■ Excerto para leitura ■
┄┄┄┄┄┄

FALANDO DOS SOLOS
Fala-se muito (e ainda
bem) de aquecimento global, de poluição do ar e das águas, mas pouco se ouve
acerca da degradação ou da destruição dos solos, cada vez mais exauridos e
retraídos em consequência do crescimento da população e da expansão dos espaços
urbanos e das múltiplas estruturas da sociedade do presente (aeroportos,
auto-estradas e outras)
Em termos muito
gerais, esta entidade natural que nos assegura o sustento pode ser descrita como
uma capa superficial das terras emersas (de escassos centímetros a vários
metros de espessura) de material não consolidado (incoerente), a um tempo,
mineral e orgânico, formado no contacto do substrato geológico com o ar e a
água (da chuva ou da neve), constituindo um suporte propício ao crescimento das
plantas. Como material não consolidado deve aqui entender-se um qualquer tipo
de rocha desagregada por efeito da meteorização e, ainda, os sedimentos, a todo
o momento remobilizáveis, depositados nas planícies aluviais e deltas deste
nosso mundo.
Sempre que a
vegetação, seja ela herbácea, arbustiva ou arbórea (e com ela todo um cortejo
de seres vivos e de matéria orgânica associada) invade a dita capa superficial,
gera-se um solo, através de um processo a que os especialistas (pedólogos)
chamam pedogénese. Trata-se de um processo geodinâmico, dito supergénico
porque, à semelhança da biogénese, da gliptogénese (erosão) e da
sedimentogénese, tem lugar à superfície da Terra e é, como eles, eles
assegurado pela energia radiante recebida do Sol.

┄┄┄┄┄┄

■ Material apresentado ■
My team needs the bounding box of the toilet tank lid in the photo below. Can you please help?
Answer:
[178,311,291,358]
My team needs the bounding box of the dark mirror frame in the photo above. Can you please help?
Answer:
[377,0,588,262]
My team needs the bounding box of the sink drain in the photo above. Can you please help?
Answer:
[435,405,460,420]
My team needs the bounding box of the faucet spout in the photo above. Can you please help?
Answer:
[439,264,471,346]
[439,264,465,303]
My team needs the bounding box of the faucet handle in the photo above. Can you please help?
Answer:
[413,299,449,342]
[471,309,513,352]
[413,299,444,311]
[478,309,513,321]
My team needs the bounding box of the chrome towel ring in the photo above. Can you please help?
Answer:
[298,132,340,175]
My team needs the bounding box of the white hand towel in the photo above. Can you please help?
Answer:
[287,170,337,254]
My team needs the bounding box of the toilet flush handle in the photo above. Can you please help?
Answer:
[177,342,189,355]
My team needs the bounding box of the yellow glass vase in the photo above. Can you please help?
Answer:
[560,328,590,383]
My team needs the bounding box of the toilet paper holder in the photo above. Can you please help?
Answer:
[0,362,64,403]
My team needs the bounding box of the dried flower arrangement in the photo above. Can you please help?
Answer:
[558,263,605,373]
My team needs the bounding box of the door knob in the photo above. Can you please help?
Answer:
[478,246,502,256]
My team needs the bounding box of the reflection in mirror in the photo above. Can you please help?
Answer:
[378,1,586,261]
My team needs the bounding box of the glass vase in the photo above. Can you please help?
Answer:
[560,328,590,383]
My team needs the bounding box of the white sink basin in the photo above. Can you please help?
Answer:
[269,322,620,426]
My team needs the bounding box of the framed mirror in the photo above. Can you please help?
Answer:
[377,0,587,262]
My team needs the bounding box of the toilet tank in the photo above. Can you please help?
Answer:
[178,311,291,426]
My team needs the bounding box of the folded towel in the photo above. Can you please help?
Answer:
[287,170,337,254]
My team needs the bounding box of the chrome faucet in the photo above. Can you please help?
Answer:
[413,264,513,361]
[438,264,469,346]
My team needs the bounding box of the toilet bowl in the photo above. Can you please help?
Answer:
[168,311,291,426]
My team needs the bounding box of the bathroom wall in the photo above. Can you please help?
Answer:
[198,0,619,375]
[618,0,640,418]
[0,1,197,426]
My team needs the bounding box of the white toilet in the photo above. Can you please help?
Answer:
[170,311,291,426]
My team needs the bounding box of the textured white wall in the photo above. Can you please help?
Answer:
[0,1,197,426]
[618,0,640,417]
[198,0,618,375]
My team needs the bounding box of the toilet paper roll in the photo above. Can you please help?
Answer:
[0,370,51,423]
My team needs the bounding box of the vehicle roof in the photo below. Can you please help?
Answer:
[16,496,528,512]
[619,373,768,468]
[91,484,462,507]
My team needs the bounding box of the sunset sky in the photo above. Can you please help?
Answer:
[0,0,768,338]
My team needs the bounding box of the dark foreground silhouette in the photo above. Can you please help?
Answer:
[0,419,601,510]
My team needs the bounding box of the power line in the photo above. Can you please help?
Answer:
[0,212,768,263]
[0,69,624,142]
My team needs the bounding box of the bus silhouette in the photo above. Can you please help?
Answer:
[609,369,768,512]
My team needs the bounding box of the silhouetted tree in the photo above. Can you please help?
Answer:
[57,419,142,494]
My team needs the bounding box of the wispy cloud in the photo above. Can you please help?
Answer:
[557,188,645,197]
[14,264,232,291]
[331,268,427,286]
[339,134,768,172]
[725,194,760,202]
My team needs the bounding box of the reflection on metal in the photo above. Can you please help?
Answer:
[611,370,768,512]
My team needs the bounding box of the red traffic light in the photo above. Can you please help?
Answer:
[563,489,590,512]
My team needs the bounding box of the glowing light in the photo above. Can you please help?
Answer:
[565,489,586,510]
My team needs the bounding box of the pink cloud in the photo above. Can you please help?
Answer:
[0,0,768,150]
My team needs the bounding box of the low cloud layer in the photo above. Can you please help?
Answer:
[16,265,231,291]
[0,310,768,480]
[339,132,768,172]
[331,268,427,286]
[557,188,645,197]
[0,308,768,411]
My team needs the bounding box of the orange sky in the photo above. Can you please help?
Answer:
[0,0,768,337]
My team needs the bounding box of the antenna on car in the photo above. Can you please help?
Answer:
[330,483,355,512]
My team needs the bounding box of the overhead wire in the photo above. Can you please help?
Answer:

┄┄┄┄┄┄

■ Tarefas ■
(1) Indique todos os processos que, segundo o texto sobre os solos, têm lugar à superfície da Terra.
(2) Diga se cada afirmação concorda com o texto sobre os solos e cite as palavras do texto que o comprovam: (a) a capa superficial que forma o solo pode ter desde poucos centímetros até vários metros de espessura; (b) os especialistas que dão nome à formação dos solos são os geólogos; (c) fala-se pouco da degradação dos solos.
(3) Retome o texto sobre os solos e continue-o a partir da última frase apresentada.

■ Respostas esperadas ■
(1) Pedogénese, biogénese, gliptogénese (erosão) e sedimentogénese.

(2)
(a) Sim: "de escassos centímetros a vários metros de espessura".
(b) Não: "os especialistas (pedólogos) chamam pedogénese".
(c) Sim: "mas pouco se ouve acerca da degradação ou da destruição dos solos".

(3)
Na “Declaração de
Princípios sobre o Solo Português”, apresentada pela Sociedade Portuguesa da
Ciência do Solo, em 1975, o solo é um corpo natural, complexo e dinâmico,
constituído por elementos minerais e orgânicos, caracterizado por uma vida
vegetal e animal própria, sujeito à circulação do ar e da água e que funciona
como receptor e redistribuidor de energia solar.
Para o agricultor, o
solo é a terra arável e fértil ou fertilizável. É a terra que se cava e
estruma. No seu modo local de referir o solo, os açorianos falam de leiva, um
termo radicado no latim glaeba (terra arável), o mesmo étimo de onde deriva a
nossa palavra gleba.
Dos solos mais
incipientes e pobres aos mais evoluídos e ricos de matéria orgânica, todos existem
porque sempre existiu e existe meteorização das rochas. É comum distinguir
solos eluviais ou autóctones, isto
é, não deslocados, permanecendo sobre a
rocha-mãe, e solos aluviais ou autóctones, formados sobre materiais igualmente
resultantes de meteorização mas que sofreram transporte.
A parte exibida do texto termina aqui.